> TASK STATEMENT
Return verbatim the run of lines that opens with the line holding "of the hooded" and closes with the last line of the records.

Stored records
···

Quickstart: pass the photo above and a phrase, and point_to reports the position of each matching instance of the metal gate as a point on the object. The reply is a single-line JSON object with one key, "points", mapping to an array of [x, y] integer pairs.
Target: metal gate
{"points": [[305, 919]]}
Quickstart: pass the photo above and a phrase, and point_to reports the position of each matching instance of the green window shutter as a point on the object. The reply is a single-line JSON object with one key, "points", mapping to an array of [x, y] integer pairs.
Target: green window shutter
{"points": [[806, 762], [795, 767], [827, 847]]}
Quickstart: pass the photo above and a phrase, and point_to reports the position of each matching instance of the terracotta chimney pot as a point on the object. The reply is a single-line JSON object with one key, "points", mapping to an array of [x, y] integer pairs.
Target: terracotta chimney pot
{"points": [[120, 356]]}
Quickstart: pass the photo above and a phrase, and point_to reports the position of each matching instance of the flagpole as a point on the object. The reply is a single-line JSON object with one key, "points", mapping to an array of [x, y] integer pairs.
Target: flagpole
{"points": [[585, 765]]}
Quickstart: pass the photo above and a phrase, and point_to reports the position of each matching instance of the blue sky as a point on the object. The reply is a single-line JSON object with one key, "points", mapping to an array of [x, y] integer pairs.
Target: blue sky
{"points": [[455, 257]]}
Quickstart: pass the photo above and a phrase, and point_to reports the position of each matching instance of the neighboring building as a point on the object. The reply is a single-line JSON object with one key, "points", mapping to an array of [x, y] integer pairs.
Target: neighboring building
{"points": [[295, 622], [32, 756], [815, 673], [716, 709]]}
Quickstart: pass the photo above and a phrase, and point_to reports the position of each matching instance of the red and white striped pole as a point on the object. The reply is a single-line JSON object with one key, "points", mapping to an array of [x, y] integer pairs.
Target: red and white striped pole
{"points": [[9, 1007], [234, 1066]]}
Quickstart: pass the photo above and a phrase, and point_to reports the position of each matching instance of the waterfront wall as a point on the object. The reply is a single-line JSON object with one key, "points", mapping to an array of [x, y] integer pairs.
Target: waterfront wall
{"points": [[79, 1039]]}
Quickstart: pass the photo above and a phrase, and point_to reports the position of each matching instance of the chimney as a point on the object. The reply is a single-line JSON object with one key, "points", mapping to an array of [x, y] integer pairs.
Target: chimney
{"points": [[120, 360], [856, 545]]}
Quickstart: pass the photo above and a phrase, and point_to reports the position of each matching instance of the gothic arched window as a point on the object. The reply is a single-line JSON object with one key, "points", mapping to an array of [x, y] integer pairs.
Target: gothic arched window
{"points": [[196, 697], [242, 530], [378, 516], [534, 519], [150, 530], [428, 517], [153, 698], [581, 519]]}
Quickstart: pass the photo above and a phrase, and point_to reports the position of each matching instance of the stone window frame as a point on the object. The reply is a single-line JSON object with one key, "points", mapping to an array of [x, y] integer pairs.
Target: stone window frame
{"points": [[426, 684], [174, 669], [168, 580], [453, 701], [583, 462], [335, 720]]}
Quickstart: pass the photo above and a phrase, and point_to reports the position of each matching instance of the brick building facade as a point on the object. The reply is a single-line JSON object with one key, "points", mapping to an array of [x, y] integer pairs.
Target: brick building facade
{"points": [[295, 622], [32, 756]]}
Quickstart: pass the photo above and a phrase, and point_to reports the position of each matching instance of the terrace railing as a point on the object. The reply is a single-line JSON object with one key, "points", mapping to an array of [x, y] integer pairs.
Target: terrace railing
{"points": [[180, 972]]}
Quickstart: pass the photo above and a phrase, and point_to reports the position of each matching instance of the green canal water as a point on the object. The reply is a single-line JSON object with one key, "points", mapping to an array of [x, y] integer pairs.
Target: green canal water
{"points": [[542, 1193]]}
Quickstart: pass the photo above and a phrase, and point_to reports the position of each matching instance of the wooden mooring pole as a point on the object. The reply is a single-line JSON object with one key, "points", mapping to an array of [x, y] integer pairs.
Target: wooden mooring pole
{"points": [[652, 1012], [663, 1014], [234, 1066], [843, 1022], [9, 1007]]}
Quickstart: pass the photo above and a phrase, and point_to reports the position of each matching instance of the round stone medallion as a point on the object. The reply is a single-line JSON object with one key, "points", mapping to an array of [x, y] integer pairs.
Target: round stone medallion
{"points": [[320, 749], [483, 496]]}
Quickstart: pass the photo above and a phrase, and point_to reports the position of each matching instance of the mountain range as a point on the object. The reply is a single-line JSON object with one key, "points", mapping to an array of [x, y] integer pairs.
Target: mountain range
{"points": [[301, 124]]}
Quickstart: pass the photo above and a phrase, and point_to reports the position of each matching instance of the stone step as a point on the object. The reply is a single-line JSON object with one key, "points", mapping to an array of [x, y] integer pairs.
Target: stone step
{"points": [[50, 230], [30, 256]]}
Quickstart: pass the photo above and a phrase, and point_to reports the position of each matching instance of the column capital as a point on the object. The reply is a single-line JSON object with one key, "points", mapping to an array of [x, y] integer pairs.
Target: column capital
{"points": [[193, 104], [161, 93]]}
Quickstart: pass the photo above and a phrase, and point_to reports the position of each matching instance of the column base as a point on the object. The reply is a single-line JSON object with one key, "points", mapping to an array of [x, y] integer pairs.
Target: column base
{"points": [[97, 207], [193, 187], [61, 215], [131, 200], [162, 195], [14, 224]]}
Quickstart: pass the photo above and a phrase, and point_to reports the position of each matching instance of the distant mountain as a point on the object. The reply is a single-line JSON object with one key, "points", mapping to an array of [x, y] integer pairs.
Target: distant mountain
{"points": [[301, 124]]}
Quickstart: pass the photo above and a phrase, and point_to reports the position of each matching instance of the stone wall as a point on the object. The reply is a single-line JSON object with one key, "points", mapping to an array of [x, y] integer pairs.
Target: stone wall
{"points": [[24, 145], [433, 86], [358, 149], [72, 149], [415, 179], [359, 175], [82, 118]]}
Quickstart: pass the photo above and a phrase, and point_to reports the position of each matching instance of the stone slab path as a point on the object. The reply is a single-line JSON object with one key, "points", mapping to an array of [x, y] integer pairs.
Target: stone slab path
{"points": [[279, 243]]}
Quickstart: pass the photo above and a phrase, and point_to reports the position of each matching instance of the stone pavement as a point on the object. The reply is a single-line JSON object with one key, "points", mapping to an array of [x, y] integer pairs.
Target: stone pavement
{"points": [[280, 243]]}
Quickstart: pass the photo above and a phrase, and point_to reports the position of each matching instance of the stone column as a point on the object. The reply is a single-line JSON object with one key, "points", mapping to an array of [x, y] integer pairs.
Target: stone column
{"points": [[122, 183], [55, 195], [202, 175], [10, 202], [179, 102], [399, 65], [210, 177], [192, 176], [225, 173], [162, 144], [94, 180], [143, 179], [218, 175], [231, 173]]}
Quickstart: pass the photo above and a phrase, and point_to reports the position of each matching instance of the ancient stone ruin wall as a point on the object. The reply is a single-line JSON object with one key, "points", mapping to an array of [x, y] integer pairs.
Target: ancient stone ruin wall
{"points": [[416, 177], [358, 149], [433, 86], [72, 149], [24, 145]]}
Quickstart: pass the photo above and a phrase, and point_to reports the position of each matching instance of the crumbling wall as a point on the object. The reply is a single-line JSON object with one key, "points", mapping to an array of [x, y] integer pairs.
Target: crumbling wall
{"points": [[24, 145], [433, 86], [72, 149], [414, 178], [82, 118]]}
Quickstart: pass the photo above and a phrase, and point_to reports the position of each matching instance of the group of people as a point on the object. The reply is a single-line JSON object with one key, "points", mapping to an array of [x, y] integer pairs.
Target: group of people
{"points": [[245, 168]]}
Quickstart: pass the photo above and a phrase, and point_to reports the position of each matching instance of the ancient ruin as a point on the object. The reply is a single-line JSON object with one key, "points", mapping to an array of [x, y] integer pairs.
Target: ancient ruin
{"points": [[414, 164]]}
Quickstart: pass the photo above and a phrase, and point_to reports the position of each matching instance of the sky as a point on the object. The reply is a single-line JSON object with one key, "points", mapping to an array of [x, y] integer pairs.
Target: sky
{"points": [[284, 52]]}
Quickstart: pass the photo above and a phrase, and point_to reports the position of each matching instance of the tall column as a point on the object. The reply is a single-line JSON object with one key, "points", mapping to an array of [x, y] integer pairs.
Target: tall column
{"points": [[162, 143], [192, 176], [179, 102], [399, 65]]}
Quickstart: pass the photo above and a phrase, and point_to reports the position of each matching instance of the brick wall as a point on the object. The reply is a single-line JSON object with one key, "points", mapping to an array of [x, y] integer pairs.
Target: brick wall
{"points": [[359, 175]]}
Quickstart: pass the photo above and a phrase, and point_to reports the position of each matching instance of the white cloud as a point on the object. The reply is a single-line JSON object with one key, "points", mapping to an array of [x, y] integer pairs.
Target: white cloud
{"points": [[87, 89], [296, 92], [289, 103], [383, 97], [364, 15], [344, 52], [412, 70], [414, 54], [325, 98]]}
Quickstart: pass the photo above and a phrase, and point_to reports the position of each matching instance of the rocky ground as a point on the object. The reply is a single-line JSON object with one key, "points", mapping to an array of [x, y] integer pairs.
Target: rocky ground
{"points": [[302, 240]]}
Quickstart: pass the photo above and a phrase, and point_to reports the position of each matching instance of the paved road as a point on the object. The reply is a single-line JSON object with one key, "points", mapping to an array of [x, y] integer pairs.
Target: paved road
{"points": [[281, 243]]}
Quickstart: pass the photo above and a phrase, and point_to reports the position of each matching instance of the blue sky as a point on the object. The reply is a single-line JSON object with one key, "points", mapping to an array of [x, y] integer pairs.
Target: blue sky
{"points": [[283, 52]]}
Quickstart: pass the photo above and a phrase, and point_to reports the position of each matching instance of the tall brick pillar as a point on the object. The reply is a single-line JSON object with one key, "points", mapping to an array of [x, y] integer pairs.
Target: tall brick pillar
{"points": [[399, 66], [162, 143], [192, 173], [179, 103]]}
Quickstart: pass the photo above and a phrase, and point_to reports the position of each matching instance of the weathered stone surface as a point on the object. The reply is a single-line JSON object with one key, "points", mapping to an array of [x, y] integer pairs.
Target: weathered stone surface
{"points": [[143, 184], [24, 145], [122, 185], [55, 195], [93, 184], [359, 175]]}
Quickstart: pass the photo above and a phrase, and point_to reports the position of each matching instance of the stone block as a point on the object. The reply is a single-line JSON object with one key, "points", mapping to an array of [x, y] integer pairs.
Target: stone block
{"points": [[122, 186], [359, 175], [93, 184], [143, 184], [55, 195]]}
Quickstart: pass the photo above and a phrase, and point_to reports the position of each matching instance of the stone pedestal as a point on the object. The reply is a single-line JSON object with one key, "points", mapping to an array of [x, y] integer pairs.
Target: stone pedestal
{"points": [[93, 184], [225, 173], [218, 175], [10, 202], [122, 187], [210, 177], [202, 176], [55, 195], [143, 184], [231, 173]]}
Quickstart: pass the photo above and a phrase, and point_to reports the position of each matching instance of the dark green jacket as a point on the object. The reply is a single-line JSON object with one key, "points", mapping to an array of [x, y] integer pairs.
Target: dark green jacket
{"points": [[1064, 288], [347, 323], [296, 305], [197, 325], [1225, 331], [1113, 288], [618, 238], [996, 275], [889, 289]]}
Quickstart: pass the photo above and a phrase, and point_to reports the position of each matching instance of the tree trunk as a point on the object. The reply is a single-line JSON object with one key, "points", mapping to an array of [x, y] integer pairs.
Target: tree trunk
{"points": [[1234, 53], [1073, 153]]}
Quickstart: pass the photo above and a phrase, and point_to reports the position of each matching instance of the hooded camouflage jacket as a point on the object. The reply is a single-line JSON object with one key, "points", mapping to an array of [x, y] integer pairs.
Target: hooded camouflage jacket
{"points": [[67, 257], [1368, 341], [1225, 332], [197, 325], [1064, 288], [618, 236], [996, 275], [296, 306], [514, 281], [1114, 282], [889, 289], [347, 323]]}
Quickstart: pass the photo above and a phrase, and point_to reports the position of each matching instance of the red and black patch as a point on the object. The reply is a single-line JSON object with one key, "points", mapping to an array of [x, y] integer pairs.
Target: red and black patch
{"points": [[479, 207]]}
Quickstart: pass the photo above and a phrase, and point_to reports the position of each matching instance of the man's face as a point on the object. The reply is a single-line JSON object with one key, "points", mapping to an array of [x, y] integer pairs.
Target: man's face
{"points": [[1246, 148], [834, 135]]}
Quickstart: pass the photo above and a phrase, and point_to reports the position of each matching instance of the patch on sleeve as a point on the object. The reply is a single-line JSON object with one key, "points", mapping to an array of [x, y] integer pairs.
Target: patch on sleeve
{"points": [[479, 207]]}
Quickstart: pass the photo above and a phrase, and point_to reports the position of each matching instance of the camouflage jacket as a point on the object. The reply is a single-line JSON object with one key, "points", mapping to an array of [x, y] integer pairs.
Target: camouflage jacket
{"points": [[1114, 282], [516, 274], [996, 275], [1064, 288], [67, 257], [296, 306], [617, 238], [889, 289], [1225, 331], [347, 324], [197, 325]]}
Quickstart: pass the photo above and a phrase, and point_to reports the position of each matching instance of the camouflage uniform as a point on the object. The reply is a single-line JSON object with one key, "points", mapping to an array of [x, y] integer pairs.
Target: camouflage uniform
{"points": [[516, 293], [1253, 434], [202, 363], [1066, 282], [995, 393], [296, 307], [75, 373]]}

···

> TASK OUTPUT
Quickstart: pass the photo above and a phrase, and point_to reports the position of each matching instance of the hooded camouflage jacket as a point on the object. The reply is a single-line JSON object with one key, "points", mapping to an array of [x, y] integer pairs.
Target: hooded camouflage jacket
{"points": [[67, 257], [1368, 341], [1225, 332], [197, 325], [1064, 288], [618, 236], [996, 275], [296, 306], [514, 281], [1114, 282], [889, 289], [347, 323]]}
Quickstart: pass the photo above and a phrase, and point_to reports the position of each matching instance of the red and black patch as a point on the object. The reply is a single-line JSON object with one key, "points", mapping to an array of [x, y] integer pairs.
Target: red and black patch
{"points": [[479, 207]]}
Quickstart: pass the photo above and a phrase, and point_to reports the position of each matching instance of the man's face as a point on the object. The reply is a single-line JSON object with one key, "points", mapping to an array of [x, y] integer pairs.
Target: man's face
{"points": [[1246, 148], [834, 135]]}
Quickstart: pass the photo above and a phrase, and point_to reports the position of each matching instance of the patch on sleeve as a point on the object. The reply is a single-line JSON object with one key, "points", mapping to an array of [x, y] integer pairs.
Target: patch on sleeve
{"points": [[479, 207]]}
Quickstart: pass the photo above and a phrase, and point_to reports the position of each matching instance of the camouflage jacket as a point on the object. The reply is a single-line JSON object with one key, "points", mapping to an array of [x, y] integer pairs.
Target: camouflage jacket
{"points": [[1114, 282], [516, 274], [996, 275], [1064, 288], [67, 257], [296, 306], [617, 238], [889, 289], [1225, 331], [347, 324], [197, 325]]}
Quickstart: pass the photo above and a phrase, and point_to reports the position of each matching instance of the camouflage uniform as a point on the object. The reply is a single-line JSON object with one key, "points", mapping to an array of [x, y] integer pairs.
Target: camouflage uniform
{"points": [[516, 293], [1253, 434], [202, 363], [1066, 282], [995, 393], [296, 307], [75, 373]]}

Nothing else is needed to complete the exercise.